▶ **Task prompt**
The data are to be restated in full, exactly as presented.

▶ **Supplied material**
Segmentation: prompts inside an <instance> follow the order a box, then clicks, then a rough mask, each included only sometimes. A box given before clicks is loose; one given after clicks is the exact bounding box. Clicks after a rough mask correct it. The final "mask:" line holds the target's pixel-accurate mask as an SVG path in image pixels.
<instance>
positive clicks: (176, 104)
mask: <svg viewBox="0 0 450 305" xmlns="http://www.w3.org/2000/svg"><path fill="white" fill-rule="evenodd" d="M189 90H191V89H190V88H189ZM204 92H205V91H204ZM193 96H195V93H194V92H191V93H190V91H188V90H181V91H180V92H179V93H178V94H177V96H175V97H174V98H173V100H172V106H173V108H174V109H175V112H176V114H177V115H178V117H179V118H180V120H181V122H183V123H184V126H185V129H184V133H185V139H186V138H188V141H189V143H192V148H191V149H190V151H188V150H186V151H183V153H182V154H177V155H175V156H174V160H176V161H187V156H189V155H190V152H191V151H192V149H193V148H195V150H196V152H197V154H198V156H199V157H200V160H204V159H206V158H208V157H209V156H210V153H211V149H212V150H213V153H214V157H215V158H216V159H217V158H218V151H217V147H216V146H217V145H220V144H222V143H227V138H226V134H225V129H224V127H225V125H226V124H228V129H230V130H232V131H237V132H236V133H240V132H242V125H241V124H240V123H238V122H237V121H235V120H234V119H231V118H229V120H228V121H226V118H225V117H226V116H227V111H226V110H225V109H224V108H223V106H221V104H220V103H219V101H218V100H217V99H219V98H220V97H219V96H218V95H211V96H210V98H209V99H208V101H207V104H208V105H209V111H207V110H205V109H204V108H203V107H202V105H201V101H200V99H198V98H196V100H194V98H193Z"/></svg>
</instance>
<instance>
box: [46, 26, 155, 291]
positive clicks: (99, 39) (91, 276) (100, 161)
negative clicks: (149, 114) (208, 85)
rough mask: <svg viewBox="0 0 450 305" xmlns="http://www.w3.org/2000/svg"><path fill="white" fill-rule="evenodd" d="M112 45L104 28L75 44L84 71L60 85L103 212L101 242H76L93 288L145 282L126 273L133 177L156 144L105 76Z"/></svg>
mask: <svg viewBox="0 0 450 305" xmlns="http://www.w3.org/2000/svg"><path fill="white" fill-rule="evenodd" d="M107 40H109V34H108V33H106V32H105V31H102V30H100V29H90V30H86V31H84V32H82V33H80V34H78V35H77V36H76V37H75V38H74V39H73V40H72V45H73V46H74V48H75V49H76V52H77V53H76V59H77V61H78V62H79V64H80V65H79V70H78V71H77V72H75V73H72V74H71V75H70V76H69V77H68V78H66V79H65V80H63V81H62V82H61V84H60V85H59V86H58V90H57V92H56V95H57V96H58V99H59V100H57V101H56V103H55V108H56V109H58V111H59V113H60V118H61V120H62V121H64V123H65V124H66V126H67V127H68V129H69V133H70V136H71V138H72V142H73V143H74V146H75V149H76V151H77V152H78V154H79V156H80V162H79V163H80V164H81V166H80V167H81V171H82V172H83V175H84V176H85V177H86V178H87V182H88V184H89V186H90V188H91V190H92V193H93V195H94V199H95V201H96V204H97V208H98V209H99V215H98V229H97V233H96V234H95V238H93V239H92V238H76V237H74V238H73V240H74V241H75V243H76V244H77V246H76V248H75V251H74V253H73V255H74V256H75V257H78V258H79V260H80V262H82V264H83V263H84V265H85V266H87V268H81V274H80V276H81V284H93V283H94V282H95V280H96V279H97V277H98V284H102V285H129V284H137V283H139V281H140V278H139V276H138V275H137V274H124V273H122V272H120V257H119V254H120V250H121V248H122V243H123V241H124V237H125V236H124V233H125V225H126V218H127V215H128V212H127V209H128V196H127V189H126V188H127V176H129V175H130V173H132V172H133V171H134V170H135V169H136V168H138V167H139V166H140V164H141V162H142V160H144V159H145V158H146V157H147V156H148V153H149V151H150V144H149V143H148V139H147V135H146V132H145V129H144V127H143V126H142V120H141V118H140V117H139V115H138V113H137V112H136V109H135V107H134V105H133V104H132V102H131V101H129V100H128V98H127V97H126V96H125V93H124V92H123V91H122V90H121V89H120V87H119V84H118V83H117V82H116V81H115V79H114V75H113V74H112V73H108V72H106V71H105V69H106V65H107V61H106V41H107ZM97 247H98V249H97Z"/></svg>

▶ **Written reply**
Segmentation: prompts inside an <instance> follow the order a box, then clicks, then a rough mask, each included only sometimes. A box given before clicks is loose; one given after clicks is the exact bounding box. Clicks after a rough mask correct it. The final "mask:" line holds the target's pixel-accurate mask as an SVG path in image pixels.
<instance>
positive clicks: (176, 104)
mask: <svg viewBox="0 0 450 305" xmlns="http://www.w3.org/2000/svg"><path fill="white" fill-rule="evenodd" d="M189 90H191V89H190V88H189ZM204 92H205V91H204ZM193 96H195V93H194V92H191V93H190V91H188V90H181V91H180V92H179V93H178V94H177V96H175V97H174V98H173V100H172V106H173V108H174V109H175V112H176V114H177V115H178V117H179V118H180V120H181V122H183V123H184V126H185V129H184V133H185V139H186V138H188V141H189V143H192V148H191V149H190V151H188V150H186V151H183V153H182V154H177V155H175V156H174V160H176V161H187V156H189V155H190V152H191V151H192V149H193V148H195V150H196V152H197V154H198V156H199V157H200V160H204V159H206V158H208V157H209V156H210V153H211V149H212V150H213V153H214V157H215V158H216V159H217V158H218V151H217V147H216V146H217V145H220V144H222V143H227V138H226V134H225V129H224V127H225V125H226V124H228V129H230V130H232V131H237V132H236V133H240V132H242V125H241V124H240V123H238V122H237V121H235V120H234V119H231V118H229V120H228V121H226V118H225V117H226V116H227V111H226V110H225V109H224V108H223V106H221V104H220V103H219V101H218V100H217V99H219V98H220V97H219V96H218V95H211V96H210V98H209V99H208V101H207V104H208V105H209V111H207V110H205V109H204V108H203V107H202V105H201V101H200V99H198V98H196V100H194V98H193Z"/></svg>
</instance>
<instance>
box: [46, 26, 155, 291]
positive clicks: (99, 39) (91, 276) (100, 161)
negative clicks: (149, 114) (208, 85)
rough mask: <svg viewBox="0 0 450 305" xmlns="http://www.w3.org/2000/svg"><path fill="white" fill-rule="evenodd" d="M112 45L104 28L75 44L84 71L60 85L103 212L101 242H76L93 288L145 282L126 273L133 177L156 144L105 76Z"/></svg>
mask: <svg viewBox="0 0 450 305" xmlns="http://www.w3.org/2000/svg"><path fill="white" fill-rule="evenodd" d="M107 40H109V34H108V33H106V32H105V31H102V30H100V29H90V30H86V31H84V32H82V33H80V34H78V35H77V36H76V37H75V38H74V39H73V40H72V45H73V46H74V48H75V49H76V52H77V53H76V59H77V61H78V62H79V64H80V65H79V70H78V71H77V72H75V73H72V74H71V75H70V76H69V77H68V78H66V79H65V80H63V81H62V82H61V84H60V85H59V86H58V90H57V92H56V95H57V96H58V99H59V100H57V101H56V103H55V108H56V109H58V111H59V113H60V118H61V120H62V121H64V123H65V124H66V126H67V127H68V129H69V133H70V136H71V138H72V142H73V143H74V146H75V149H76V151H77V152H78V154H79V156H80V162H79V163H80V164H81V166H80V167H81V171H82V172H83V175H84V176H85V177H86V178H87V182H88V184H89V186H90V188H91V190H92V193H93V195H94V199H95V201H96V204H97V208H98V209H99V215H98V229H97V233H96V234H95V238H93V239H92V238H76V237H74V238H73V240H74V241H75V243H76V244H77V246H76V248H75V251H74V253H73V255H74V256H75V257H78V258H79V260H80V262H82V264H83V263H84V265H85V266H87V268H81V274H80V276H81V284H93V283H94V282H95V280H96V279H97V277H98V284H102V285H129V284H137V283H139V281H140V278H139V276H138V275H137V274H124V273H122V272H120V257H119V254H120V250H121V248H122V243H123V241H124V237H125V236H124V233H125V225H126V218H127V215H128V212H127V209H128V196H127V189H126V188H127V176H129V175H130V173H132V172H133V171H134V170H135V169H136V168H138V167H139V166H140V164H141V162H142V160H144V159H145V158H146V157H147V156H148V153H149V151H150V144H149V143H148V139H147V135H146V132H145V129H144V127H143V126H142V120H141V118H140V117H139V115H138V113H137V112H136V109H135V107H134V105H133V104H132V102H131V101H129V100H128V98H127V97H126V96H125V93H124V92H123V91H122V90H121V89H120V87H119V84H118V83H117V82H116V81H115V79H114V75H113V74H112V73H108V72H106V71H105V69H106V65H107V61H106V41H107ZM97 247H98V249H97Z"/></svg>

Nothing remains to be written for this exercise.